:: TASK TO CARRY OUT ::
Write out the entries below again, switching each "stock levels" to "inventory counts" and leaving everything else unchanged.

Dataset records
***

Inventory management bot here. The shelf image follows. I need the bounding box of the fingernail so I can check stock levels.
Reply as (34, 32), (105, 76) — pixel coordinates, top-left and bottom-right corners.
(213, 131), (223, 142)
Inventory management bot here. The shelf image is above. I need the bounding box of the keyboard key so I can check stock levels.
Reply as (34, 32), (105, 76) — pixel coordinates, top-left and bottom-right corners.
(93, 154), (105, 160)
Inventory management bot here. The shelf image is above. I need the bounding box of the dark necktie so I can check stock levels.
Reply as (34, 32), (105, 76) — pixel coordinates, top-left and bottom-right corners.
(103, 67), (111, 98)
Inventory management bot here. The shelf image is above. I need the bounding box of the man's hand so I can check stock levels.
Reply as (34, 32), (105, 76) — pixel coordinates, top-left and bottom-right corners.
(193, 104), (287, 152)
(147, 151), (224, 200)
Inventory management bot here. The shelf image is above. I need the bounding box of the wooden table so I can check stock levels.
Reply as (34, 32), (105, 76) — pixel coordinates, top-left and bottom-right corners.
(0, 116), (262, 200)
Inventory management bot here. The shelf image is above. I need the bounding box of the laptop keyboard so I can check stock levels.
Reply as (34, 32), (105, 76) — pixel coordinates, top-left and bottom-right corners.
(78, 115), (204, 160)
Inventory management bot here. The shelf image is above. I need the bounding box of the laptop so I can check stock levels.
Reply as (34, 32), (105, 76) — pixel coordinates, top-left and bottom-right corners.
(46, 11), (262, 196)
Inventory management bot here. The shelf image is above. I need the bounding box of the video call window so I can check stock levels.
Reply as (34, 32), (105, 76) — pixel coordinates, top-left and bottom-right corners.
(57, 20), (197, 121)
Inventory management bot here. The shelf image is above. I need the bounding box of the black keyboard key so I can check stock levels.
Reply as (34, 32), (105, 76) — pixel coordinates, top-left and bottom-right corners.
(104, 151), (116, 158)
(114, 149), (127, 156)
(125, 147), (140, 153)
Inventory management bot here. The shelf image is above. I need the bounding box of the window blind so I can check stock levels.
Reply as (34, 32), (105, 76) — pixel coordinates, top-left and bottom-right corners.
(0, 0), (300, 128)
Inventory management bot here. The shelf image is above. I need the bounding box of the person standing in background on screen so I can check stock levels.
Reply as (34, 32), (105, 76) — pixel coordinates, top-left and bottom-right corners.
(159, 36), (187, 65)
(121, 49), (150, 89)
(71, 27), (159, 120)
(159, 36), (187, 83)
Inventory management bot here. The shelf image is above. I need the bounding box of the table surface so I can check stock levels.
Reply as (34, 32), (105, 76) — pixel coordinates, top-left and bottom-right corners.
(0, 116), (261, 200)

***

:: TASK SOLUTION ::
Inventory management bot here. The shelf image follows. I need the bounding box of the fingernail so I can check inventory counts.
Reply as (34, 32), (105, 76) — pixel coordinates, top-left and bottom-right corners.
(213, 131), (223, 142)
Inventory management bot here. The shelf image is above. I need the bounding box of the keyboard key so I can check inventory counts.
Reply as (34, 32), (105, 76) — pixel coordinates, top-left and bottom-right corners.
(93, 154), (105, 160)
Inventory management bot here. The shelf image is above. I need the bounding box of the dark necktie so I can check inventory counts.
Reply as (34, 32), (105, 76) — pixel coordinates, top-left and bottom-right corners.
(103, 67), (111, 98)
Inventory management bot here. The shelf image is above. I need the bounding box of the man's hand so I can check inventory counts.
Reply as (34, 32), (105, 76) — pixel coordinates, top-left and bottom-right corners.
(193, 104), (287, 152)
(147, 151), (224, 200)
Inventory management bot here. The shelf image is above. I need the bounding box of the wooden table so I can check inventory counts.
Reply as (34, 32), (105, 76) — pixel coordinates, top-left and bottom-right corners.
(0, 116), (262, 200)
Inventory management bot here. The shelf image is above. I need the bounding box of the laptop keyboard so I can check inventory counts.
Reply as (34, 32), (105, 76) — pixel coordinates, top-left and bottom-right corners.
(78, 115), (204, 160)
Inventory management bot here. The shelf image is above. I need the bounding box of the laptop so I can check inventory counts.
Reply as (34, 32), (105, 76) — pixel coordinates, top-left and bottom-right corners.
(46, 11), (262, 196)
Inventory management bot here. The shelf image is above. I need the bounding box of the video call window so I can check inventory counts.
Reply as (34, 32), (105, 76) — pixel coordinates, top-left and bottom-right corners.
(57, 20), (197, 121)
Inventory management bot here. The shelf image is above. I need the bounding box of the black keyboard key so I can check inventory counts.
Reply as (34, 32), (105, 76) — pixel coordinates, top-left and bottom-right corners.
(104, 151), (116, 158)
(114, 149), (127, 156)
(125, 147), (140, 153)
Inventory management bot here. The shelf image is above. I need the bounding box of the window blind so I can check inventory counts.
Reply as (34, 32), (105, 76) — pixel coordinates, top-left and bottom-right corners.
(0, 0), (300, 128)
Inventory management bot here. The shelf image is above. I need the bounding box of the person standing in background on screen so I can check inventory counts.
Reply as (34, 32), (105, 76) — pixel coordinates, top-left and bottom-right corners.
(159, 36), (187, 65)
(121, 49), (150, 89)
(71, 27), (159, 120)
(159, 36), (187, 83)
Inventory management bot here. The shelf image is above. I need the bounding box of the table surface so I can check inventory counts.
Reply as (34, 32), (105, 76) — pixel coordinates, top-left and bottom-right corners.
(0, 116), (261, 200)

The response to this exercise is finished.